** Start of Material to process **

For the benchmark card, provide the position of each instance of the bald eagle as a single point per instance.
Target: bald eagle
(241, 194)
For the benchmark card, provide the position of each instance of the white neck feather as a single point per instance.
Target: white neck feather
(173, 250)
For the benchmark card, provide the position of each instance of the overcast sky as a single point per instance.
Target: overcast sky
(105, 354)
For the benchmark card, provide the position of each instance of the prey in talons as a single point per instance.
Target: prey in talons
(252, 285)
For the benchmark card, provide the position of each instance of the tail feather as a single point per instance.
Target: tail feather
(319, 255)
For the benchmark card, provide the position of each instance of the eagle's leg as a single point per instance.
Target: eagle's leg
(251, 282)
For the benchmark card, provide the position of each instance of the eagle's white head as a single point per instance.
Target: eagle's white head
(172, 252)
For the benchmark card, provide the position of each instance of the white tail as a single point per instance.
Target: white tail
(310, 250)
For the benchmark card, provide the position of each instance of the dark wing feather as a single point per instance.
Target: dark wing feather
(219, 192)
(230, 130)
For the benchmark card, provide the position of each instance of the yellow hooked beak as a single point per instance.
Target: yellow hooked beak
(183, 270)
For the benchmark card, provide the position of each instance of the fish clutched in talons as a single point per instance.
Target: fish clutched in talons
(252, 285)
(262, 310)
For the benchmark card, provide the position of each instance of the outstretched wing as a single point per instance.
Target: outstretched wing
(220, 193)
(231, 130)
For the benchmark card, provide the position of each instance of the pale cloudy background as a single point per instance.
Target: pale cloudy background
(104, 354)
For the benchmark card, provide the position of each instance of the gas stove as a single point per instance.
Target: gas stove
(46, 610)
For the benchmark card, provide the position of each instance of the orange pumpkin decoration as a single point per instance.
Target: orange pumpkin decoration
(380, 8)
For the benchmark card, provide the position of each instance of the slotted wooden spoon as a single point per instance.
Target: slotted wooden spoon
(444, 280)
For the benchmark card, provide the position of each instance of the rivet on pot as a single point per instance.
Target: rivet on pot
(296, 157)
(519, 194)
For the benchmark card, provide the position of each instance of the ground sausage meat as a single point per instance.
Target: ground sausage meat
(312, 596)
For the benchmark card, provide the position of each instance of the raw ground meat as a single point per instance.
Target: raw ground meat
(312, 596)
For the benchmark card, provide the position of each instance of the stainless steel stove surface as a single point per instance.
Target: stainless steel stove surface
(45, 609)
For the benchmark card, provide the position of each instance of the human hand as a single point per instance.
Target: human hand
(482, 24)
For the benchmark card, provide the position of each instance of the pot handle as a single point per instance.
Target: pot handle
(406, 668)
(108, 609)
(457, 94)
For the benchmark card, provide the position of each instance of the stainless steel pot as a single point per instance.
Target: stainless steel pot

** End of Material to process **

* _Written instruction_
Revise the entries from the line containing "steel pot as a single point per instance." through the end of the entries, inclusive, replacing "stainless steel pot" with "cast iron pot" and changing nothing else. Give only those revised lines.

* _Response to the exercise_
For the benchmark card, provide the position of each instance of the cast iron pot as a single point per instance.
Target: cast iron pot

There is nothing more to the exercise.